* Selected excerpt *
— START —

Eleven days after the start of the Iran war, the first British warship to be deployed to the eastern Mediterranean set sail from Portsmouth on Tuesday.
The UK Ministry of Defence said the Royal Navy had completed six weeks’ worth of work in just six days to ready HMS Dragon, a Type 45 destroyer, for deployment, including resupplying its air defence missiles.
But delays to the advanced warship’s departure have prompted intense scrutiny of the availability of the Royal Navy’s surface fleet, amid wider criticism of the UK’s slowness to bolster defensive military support for allies in the Middle East.
Admiral Lord Alan West, a former head of the Royal Navy, told the FT there had been “a lack of some direction in the MoD” in recent months and criticised the “bizarre” decision to remove warships from the region in recent months, rather than reinforce the Royal Navy’s presence.

— END —

* Objective A *
Please render the records from the line containing "Target: woman's eye" through the line containing "left=292, top=31, right=306, bottom=37", inclusive, as a JSON list of strings with one string per line and blank lines omitted.
The article on HMS Dragon has no connection to the records.

* Entries shown *

— START —

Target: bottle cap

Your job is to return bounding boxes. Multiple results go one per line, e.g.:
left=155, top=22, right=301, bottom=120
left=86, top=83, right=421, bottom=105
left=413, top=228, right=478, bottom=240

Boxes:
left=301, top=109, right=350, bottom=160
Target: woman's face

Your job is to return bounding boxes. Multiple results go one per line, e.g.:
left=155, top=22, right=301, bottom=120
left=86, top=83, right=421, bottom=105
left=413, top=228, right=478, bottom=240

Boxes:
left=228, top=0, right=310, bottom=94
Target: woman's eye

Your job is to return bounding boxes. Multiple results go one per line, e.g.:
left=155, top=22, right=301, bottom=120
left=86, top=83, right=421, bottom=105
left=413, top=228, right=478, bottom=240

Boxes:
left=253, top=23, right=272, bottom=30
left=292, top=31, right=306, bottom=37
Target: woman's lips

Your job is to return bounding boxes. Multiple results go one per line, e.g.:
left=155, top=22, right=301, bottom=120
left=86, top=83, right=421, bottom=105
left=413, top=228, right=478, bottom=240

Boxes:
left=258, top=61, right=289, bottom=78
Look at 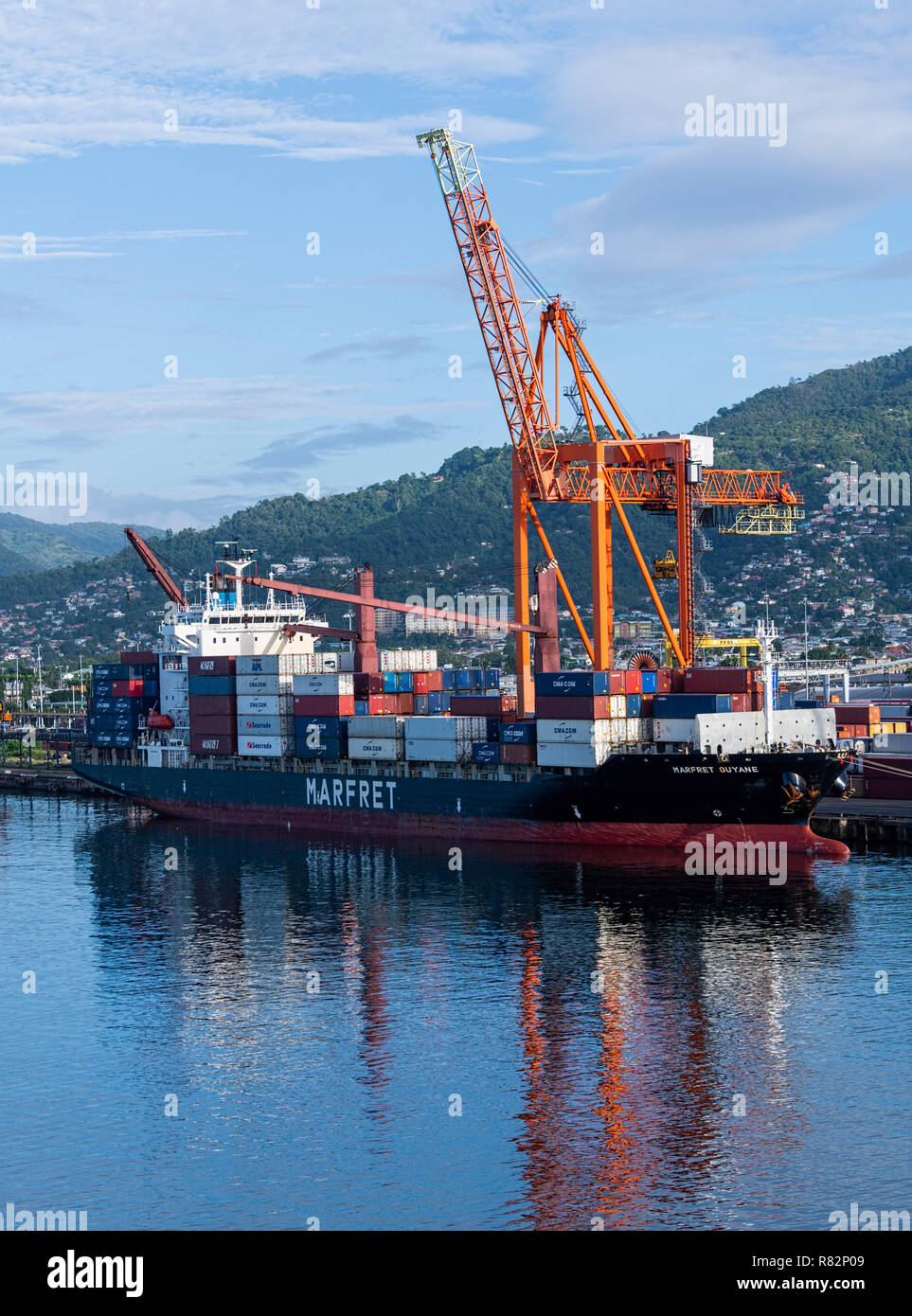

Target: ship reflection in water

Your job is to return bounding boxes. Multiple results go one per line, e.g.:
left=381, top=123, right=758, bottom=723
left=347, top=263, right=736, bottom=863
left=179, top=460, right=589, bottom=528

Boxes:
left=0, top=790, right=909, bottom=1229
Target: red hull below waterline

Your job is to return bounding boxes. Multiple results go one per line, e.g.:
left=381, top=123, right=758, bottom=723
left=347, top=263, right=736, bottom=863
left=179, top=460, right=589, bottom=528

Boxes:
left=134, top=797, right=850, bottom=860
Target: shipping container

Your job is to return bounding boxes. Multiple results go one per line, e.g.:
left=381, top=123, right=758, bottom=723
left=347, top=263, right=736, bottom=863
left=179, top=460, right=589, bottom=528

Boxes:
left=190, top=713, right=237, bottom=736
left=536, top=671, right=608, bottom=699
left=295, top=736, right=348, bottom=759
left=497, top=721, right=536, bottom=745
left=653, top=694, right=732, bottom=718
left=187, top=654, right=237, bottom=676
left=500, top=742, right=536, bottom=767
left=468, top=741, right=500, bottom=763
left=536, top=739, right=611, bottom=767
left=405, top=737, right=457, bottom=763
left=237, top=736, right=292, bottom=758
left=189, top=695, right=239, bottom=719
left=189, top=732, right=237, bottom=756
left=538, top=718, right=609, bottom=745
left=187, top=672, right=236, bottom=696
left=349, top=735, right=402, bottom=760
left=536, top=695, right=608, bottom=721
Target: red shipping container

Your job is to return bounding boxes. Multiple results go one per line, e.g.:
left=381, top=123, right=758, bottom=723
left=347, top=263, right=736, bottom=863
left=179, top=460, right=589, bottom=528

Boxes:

— END —

* Objective B *
In the article on HMS Dragon, what type of warship is HMS Dragon?

* Problem solution A *
[
  "Target: woman's eye",
  "Your job is to return bounding boxes. Multiple results go one per line, e.g.:",
  "left=155, top=22, right=301, bottom=120",
  "left=86, top=83, right=421, bottom=105",
  "left=413, top=228, right=478, bottom=240",
  "Boxes:",
  "left=253, top=23, right=272, bottom=30",
  "left=292, top=31, right=306, bottom=37"
]

* Problem solution B *
A Type 45 destroyer.